## What you need to do
Write out the data again in full, exactly as it reads.

(Region pointing data)
===
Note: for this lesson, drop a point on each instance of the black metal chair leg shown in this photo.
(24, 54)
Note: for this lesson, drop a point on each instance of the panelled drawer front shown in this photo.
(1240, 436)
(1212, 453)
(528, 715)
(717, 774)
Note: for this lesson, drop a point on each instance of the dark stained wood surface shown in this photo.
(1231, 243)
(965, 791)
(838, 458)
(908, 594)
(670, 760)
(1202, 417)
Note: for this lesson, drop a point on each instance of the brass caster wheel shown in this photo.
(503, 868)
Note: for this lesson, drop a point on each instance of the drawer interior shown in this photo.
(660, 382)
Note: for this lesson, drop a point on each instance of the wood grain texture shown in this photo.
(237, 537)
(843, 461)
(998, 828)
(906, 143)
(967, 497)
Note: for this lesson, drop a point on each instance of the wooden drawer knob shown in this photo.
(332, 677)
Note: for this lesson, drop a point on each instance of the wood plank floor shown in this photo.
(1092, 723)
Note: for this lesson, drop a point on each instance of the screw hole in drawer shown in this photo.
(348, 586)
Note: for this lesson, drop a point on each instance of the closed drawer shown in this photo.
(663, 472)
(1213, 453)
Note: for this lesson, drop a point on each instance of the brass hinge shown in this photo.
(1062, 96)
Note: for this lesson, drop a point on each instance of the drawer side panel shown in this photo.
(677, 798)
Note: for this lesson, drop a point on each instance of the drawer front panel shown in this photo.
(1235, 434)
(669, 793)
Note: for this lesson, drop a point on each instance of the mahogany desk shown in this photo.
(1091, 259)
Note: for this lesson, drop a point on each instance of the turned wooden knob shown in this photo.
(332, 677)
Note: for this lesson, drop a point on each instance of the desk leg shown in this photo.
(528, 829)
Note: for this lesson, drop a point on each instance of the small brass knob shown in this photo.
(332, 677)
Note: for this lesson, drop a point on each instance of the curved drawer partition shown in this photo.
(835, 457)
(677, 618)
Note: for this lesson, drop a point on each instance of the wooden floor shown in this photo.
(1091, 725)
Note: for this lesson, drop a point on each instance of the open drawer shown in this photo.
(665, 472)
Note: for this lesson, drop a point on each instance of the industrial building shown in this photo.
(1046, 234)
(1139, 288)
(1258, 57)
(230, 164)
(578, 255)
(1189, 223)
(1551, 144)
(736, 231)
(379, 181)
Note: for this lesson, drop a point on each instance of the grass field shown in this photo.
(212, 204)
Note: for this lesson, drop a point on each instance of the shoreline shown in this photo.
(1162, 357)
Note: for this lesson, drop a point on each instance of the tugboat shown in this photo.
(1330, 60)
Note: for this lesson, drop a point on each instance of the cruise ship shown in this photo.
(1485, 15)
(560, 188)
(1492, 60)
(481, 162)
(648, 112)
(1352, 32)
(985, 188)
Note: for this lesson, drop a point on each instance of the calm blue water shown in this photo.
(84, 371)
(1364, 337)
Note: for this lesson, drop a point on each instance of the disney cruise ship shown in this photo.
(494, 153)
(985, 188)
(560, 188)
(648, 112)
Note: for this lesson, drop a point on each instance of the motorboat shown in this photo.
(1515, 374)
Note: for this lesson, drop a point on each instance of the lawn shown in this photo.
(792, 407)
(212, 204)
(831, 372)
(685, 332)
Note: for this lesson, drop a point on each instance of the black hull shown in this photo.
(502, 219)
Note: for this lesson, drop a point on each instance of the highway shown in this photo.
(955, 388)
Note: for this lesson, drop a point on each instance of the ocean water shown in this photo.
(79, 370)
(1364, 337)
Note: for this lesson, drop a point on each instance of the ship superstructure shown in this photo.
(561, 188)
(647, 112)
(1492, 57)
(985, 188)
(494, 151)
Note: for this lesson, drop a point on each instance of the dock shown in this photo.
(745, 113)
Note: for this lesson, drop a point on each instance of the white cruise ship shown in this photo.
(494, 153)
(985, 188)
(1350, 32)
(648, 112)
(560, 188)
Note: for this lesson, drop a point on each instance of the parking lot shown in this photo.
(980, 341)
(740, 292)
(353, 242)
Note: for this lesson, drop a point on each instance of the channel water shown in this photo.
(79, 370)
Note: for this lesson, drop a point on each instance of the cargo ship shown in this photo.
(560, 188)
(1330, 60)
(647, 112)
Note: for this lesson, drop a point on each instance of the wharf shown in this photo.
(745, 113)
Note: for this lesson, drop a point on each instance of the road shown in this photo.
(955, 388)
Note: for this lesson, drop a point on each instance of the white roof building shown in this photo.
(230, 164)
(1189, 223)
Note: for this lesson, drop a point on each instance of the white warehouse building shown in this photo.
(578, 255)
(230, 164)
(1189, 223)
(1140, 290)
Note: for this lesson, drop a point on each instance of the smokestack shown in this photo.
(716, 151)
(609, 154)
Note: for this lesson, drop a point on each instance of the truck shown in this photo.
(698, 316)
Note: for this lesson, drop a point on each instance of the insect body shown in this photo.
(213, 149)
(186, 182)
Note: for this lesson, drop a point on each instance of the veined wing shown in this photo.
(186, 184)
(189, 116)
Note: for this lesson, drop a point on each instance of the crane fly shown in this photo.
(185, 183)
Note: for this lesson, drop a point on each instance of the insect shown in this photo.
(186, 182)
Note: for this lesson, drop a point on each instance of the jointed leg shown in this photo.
===
## Answer section
Note: for this lesson, drop a point on each instance of the black metal chair leg shown in this photo.
(24, 54)
Note: for this lesson, drop a point on each instance of the panelled drawer front shown in this photo.
(1240, 436)
(1212, 453)
(528, 715)
(717, 774)
Note: for this lesson, drop a point on each instance of the dark stained wood surface shown in this photo.
(1231, 243)
(965, 791)
(838, 458)
(908, 594)
(670, 760)
(1202, 417)
Note: for this lesson, drop a point on each instance of the brass caster wheel shown in this photo.
(503, 868)
Note: for this lesson, drop a point on each instance of the drawer interior shown in this photo.
(660, 382)
Note: for this lesson, drop a point on each instance of the wood grain texture shown in this photo.
(237, 537)
(843, 461)
(998, 828)
(906, 143)
(967, 497)
Note: for this lesson, drop a point on each instance of the wooden drawer knob shown in this photo.
(332, 677)
Note: for this lesson, drop a point on each instance of the wood plank floor shown in this photo.
(1092, 723)
Note: for this lesson, drop a point on each instance of the screw hole in drawer shown in this photo.
(348, 586)
Note: for this lesson, drop a point on each instance of the closed drawer shown in this photo.
(663, 472)
(1213, 453)
Note: for this lesson, drop a point on each instance of the brass hinge shown in this photo.
(1062, 96)
Note: for this lesson, drop a point on each instance of the drawer side panel shown in this photo.
(677, 798)
Note: for this lesson, drop a point on each instance of the drawer front panel shown in this photo.
(1235, 434)
(669, 793)
Note: for this lesson, drop a point on each instance of the mahogany desk shown in this photo.
(1091, 259)
Note: for this lesson, drop a point on each instance of the turned wooden knob shown in this photo.
(332, 677)
Note: for this lesson, drop a point on each instance of the desk leg shown in this photo.
(528, 829)
Note: for this lesson, drop a point on each instance of the small brass knob shown in this photo.
(332, 677)
Note: for this lesson, drop a point on each instance of the curved drawer partition shown in this photo.
(835, 457)
(677, 618)
Note: for this lesson, drop a point on each instance of the wooden floor shown in this photo.
(1091, 725)
Note: for this lesson, drop a point on each instance of the open drawer shown in this photo.
(665, 472)
Note: for this lesson, drop a point on each instance of the industrial building shown in this photo.
(1046, 234)
(1139, 288)
(1258, 57)
(230, 164)
(578, 255)
(1189, 223)
(1551, 144)
(736, 231)
(379, 181)
Note: for this lesson, drop a point on each instance of the grass field shown in this photo.
(212, 204)
Note: for this lesson, drop a point on each instance of the shoreline shown in this photo.
(1162, 357)
Note: for this lesson, drop a point on each instance of the tugboat shown in this photo.
(1330, 60)
Note: for this lesson, drop a point on each instance of the cruise ship shown in this photo.
(1485, 15)
(560, 188)
(1492, 60)
(481, 162)
(648, 112)
(1352, 32)
(985, 188)
Note: for this lesson, drop a point on each instance of the calm blue water shown in this photo.
(84, 371)
(1364, 337)
Note: for this lesson, drop a point on each instance of the disney cruise ship shown in this photo.
(494, 153)
(985, 188)
(560, 188)
(648, 112)
Note: for this lesson, drop a point on each instance of the motorboat shown in this photo.
(1515, 374)
Note: for this lesson, drop a point on each instance of the lawn shown in this photo.
(792, 407)
(212, 204)
(831, 372)
(685, 332)
Note: for this lesson, drop a point on each instance of the black hull shown in this photo.
(502, 219)
Note: for this lesson, drop a point on each instance of the highway shown in this photo.
(955, 388)
Note: for this lesson, drop a point on each instance of the ocean water shown in this photo.
(79, 370)
(1364, 337)
Note: for this lesson, drop a point on each instance of the ship superstructure shown in this photo.
(561, 188)
(647, 112)
(1492, 57)
(985, 188)
(494, 151)
Note: for this lesson, drop a point on each instance of the dock shown in this photo.
(745, 113)
Note: for this lesson, drop a point on each instance of the white cruise ship shown in this photo.
(494, 153)
(985, 188)
(1350, 32)
(648, 112)
(560, 188)
Note: for this lesson, drop a point on each instance of the parking lot shown in this photo.
(980, 341)
(740, 292)
(353, 242)
Note: for this lesson, drop a point on each instance of the channel water shown in this photo.
(79, 370)
Note: for this lesson, drop a point on each instance of the cargo ship shown in this photo.
(560, 188)
(1330, 60)
(647, 112)
Note: for this lesson, drop a point on each instance of the wharf shown in this photo.
(745, 113)
Note: for this lesson, drop a point on each instance of the road shown in this photo.
(955, 388)
Note: for this lesson, drop a point on each instance of the white roof building shown in this photo.
(230, 164)
(1189, 223)
Note: for this lesson, drop a point on each instance of the white warehouse building shown in this photo.
(578, 255)
(230, 164)
(1189, 223)
(1140, 290)
Note: for this lesson, drop a point on each instance of the smokestack shown in this photo.
(716, 151)
(609, 154)
Note: for this lesson, drop a point on each instance of the truck shown in this photo.
(698, 316)
Note: for this lesson, drop a point on each instance of the insect body shown in this photo.
(213, 149)
(186, 182)
Note: for this lesson, drop a point on each instance of the veined wing shown in this photo.
(186, 184)
(189, 116)
Note: for this lesson, drop a point on each instance of the crane fly shown in this photo.
(185, 183)
Note: for this lesson, drop a point on each instance of the insect shown in this photo.
(186, 182)
Note: for this lesson, drop a point on each instance of the jointed leg shown in this photo.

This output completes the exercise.